### Material for this exercise ###

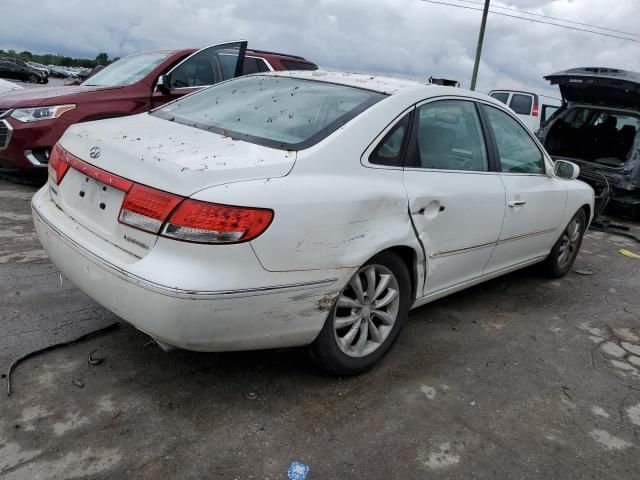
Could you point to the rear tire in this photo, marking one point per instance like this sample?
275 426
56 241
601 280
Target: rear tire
366 318
564 252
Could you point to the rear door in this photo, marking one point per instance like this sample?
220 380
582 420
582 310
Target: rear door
535 201
456 202
201 69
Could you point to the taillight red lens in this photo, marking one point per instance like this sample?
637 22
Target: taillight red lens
147 208
58 164
203 222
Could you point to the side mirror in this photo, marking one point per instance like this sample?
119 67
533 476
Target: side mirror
162 85
566 170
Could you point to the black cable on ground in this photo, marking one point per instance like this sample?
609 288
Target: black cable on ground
15 363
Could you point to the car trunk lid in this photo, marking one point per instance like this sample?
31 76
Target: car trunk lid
150 151
598 86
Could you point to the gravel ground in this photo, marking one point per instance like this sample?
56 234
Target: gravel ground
519 378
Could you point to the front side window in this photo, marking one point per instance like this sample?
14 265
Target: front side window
389 150
127 70
448 136
501 96
517 150
521 103
280 112
208 66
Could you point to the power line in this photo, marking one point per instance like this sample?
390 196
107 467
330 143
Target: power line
552 18
535 21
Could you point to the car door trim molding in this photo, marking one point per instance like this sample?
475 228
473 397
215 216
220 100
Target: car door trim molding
526 235
447 253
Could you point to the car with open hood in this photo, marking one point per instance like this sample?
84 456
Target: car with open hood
598 128
32 121
303 208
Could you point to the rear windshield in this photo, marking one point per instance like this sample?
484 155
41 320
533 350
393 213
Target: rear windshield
293 65
279 112
127 70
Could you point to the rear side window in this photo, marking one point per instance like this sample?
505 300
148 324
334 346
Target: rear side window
448 136
518 152
254 65
521 103
547 111
501 96
293 65
389 150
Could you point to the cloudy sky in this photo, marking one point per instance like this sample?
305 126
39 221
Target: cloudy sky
401 37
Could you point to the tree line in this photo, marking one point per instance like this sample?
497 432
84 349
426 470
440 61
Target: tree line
53 59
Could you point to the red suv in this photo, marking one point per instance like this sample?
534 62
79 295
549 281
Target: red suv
32 120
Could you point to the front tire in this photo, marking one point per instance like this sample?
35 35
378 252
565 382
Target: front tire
564 252
366 318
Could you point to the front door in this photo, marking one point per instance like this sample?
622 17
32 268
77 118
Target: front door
535 201
456 202
201 69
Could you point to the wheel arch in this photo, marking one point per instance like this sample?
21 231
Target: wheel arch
409 257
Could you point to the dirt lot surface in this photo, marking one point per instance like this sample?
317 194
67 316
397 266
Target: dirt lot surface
519 378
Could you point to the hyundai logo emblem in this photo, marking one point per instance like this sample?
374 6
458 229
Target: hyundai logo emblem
94 152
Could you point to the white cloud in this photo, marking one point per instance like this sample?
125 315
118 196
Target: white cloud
402 37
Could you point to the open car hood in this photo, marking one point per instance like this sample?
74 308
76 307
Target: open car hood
598 86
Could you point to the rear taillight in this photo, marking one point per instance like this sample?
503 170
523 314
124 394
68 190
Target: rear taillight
166 214
58 163
147 208
202 222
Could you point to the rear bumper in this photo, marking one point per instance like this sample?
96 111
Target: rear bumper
270 311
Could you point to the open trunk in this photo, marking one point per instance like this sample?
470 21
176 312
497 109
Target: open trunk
594 134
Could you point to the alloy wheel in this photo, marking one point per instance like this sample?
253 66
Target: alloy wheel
366 311
569 243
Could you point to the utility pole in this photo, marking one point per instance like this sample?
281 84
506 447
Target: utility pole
485 12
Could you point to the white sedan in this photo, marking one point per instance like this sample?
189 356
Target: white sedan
303 208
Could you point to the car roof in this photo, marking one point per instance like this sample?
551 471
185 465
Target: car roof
378 83
287 56
383 84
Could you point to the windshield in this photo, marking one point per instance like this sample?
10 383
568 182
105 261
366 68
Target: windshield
127 71
280 112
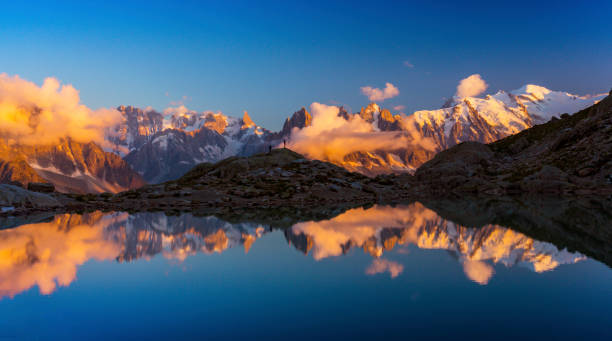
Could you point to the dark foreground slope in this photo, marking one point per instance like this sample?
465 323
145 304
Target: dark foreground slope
276 179
571 155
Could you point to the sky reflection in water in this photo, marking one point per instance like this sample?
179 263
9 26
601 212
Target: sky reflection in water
413 262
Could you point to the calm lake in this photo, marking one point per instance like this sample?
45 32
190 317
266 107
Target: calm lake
381 272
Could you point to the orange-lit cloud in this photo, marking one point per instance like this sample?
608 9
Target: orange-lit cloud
376 94
380 265
32 114
331 137
48 254
415 224
471 86
478 271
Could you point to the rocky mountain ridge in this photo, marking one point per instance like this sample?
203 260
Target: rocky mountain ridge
570 155
71 166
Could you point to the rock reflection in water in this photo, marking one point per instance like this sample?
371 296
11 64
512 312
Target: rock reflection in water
48 254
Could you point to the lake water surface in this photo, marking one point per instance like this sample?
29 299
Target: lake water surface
382 272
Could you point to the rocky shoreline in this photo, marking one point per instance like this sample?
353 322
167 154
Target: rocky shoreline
569 157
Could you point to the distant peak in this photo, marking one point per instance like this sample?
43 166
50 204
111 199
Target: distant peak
535 90
247 122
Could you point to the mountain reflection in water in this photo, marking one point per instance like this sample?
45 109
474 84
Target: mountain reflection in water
48 254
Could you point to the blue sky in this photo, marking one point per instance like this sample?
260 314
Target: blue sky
271 58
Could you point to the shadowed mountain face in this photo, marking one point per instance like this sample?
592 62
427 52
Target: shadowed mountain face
162 147
48 254
69 165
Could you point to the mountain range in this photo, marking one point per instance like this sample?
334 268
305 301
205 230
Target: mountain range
155 147
163 147
48 254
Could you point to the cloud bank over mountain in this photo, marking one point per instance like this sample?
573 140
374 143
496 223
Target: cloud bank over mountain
376 94
471 86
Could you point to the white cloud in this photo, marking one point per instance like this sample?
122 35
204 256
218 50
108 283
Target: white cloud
376 94
471 86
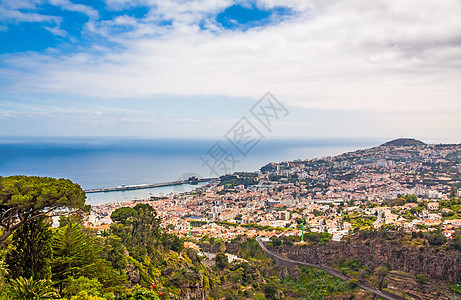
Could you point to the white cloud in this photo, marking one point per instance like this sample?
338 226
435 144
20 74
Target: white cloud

###

## Direction
Word for word, quote the lines above. Omit the pictures.

## Exercise response
Could you point to the rear tire in this photo, marking one point per instance like this sample?
275 426
56 241
601 280
Target: rear tire
366 318
564 252
Could you point to the rear door in this photo, marking one point per instance like this sample?
220 380
582 420
582 310
Target: rear door
535 201
456 202
201 69
Could you point to the taillight red lens in this photo, marking one point per instance like this sample?
637 22
Target: taillight red lens
147 208
58 164
203 222
Could you point to the side mirror in this photo, marking one point per instance like this sample?
119 67
533 476
Target: side mirror
162 85
566 170
Could you point to the black cable on ground in this photo, marking one point per instance like this sample?
609 288
Target: black cable on ground
15 363
Could you point to the car trunk lid in this photo, marking one point per instance like this sample?
31 76
Target: car trunk lid
150 151
598 86
Could you point to the gravel ground in this photo, marking one point per instance like this sample?
56 234
Target: gravel ground
519 378
Could you point to the front side window in this photo, marking one point per instance like this sample?
14 265
Target: front side window
389 150
127 70
448 136
501 96
517 150
521 103
280 112
208 66
Could you point to the power line in this photo, marking one point per instance like this sample?
390 196
107 467
330 143
Target: power line
552 18
535 21
Could you point to the car door trim molding in this photo, marking one point per instance like this sample?
475 228
473 397
215 216
220 100
Target: car door trim molding
526 235
447 253
Could you point to the car with open hood in this photo, marking one point per instance like this sample?
84 456
Target: car with open hood
598 128
32 121
303 208
Could you point to the rear windshield in this photo, marking one point per instance like this sample?
484 155
41 320
533 350
393 213
Target: rear windshield
293 65
279 112
127 70
Could you point to the rear side window in this photo, marking one point per instance like this sample?
505 300
148 324
334 346
Target: rear side window
448 136
518 152
254 65
521 103
547 111
501 96
293 65
389 150
Could you point to the cloudy sky in this photo, marking one point per instance like this sample?
305 126
39 221
Target: cloudy sky
401 37
Could you point to the tree line in this photo, marking one point per instance like this sample?
497 432
84 349
426 470
440 61
Target: tree line
53 59
Could you point to the red suv in this photo, marking one point per instance like this sample?
534 62
79 295
549 281
Target: red suv
32 120
Could you point to the front tire in this photo, marking one point per instance like this sample?
35 35
378 252
565 382
Target: front tire
564 252
366 318
Could you point to the front door in this photo, marking one point per instance like this sample?
622 17
32 268
77 118
Target: front door
535 201
456 202
201 69
Could you point to the wheel arch in this photo, marking one point per instance like this sample?
21 231
Target: wheel arch
409 257
Could you point to the dirt lot surface in this photo, marking one point per instance like this sample?
317 194
67 316
397 266
Target: dirt lot surface
519 378
Could you point to the hyundai logo emblem in this photo, marking one point per instance like this sample?
374 6
458 229
Target: hyundai logo emblem
94 152
Could you point to the white cloud in this photo, marking one point per instance like this sample?
125 315
118 196
Target: white cloud
402 37
Could you point to the open car hood in this photo, marking one point per instance like this sample?
74 308
76 307
Target: open car hood
598 86
Could you point to the rear taillight in this photo, marking one point per instance like this sample?
503 170
523 314
124 394
68 190
Target: rear taillight
166 214
58 163
147 208
202 222
Could you point to the rear bumper in this photo, marking one point per instance like this sample?
96 111
Target: rear bumper
270 311
Could you point to the open trunk in this photo, marking one point per instance like this sample?
470 21
176 312
497 109
Target: open trunk
594 134
Could you point to the alloy wheel in this photo, marking one point per instance like this sample?
253 66
Target: alloy wheel
366 311
569 243
Could you point to the utility pole in this photo, marking one point per instance like this sample?
281 84
506 447
Target: utility pole
485 12
Could you point to the white sedan in this photo, marking one point per instance like this sample?
189 356
Target: white sedan
303 208
Could you point to the car roof in this photo, marking one point per instance like this sample?
551 471
185 465
Target: car roof
378 83
287 56
383 84
Could you point to the windshield in this photo, marking one point per instance like this sample?
10 383
568 182
105 261
366 68
Target: windshield
127 71
280 112
Could you point to the dark foreground slope in this photo, marking one point per instance like this sample?
465 323
145 304
Target: dark foreground slope
276 179
571 155
Could you point to the sky reflection in water in this photo, marking one point per instance like this sample?
179 263
9 26
601 212
Target: sky reflection in water
413 262
Could you point to the calm lake in this photo, marking one point per instance like this sample?
45 32
190 317
266 107
Target: calm lake
381 272
Could you point to the orange-lit cloud in this photo, marking one point per instance like this sample?
608 9
Target: orange-lit cloud
376 94
380 265
32 114
331 137
48 254
415 224
471 86
478 271
Could you point to the rocky mountain ridge in this photo, marking one point per instance like this sample?
203 260
Target: rocky mountain ridge
570 155
71 166
Could you point to the rock reflection in water in this photo, marking one point per instance like this sample?
371 296
11 64
512 312
Target: rock reflection in water
48 254
Could you point to the lake water surface in this photo, marking one point per instance like this sample?
29 299
Target: lake water surface
382 272
Could you point to the rocky shoreline in this photo, marking one point per instance like this sample?
353 322
167 154
Target: rocky shoreline
569 157
Could you point to the distant peak in this photo, marking one point per instance like this sample?
43 166
50 204
111 199
Target: distant peak
535 90
247 122
Could you point to the mountain reflection in water in this photo, marking one point per instance like this sample?
45 109
474 84
Target: mountain reflection in water
48 254
Could you point to the blue sky in this photo, marking one point per instance like this sample?
260 314
Target: blue sky
271 58
Could you point to the shadowed mountain face in this photo, marking one point per instance like this sample?
592 62
427 52
Target: shadowed mountain face
162 147
48 254
69 165
Could you point to the mountain range in this photo, marking one point per instance like this sample?
334 268
305 301
205 230
Target: mountain range
155 147
163 147
48 254
Could you point to the cloud bank over mountain in this photo, marking one point per instance like this sample?
573 140
374 143
496 223
Target: cloud bank over mountain
376 94
471 86
Could you point to the white cloud in this photo, marking one point per instance like this sample?
122 35
204 256
218 50
108 283
Target: white cloud
376 94
471 86
Could you point to the white cloud in this photo, marking one point per instance like this sample?
338 226
435 144
20 74
Target: white cloud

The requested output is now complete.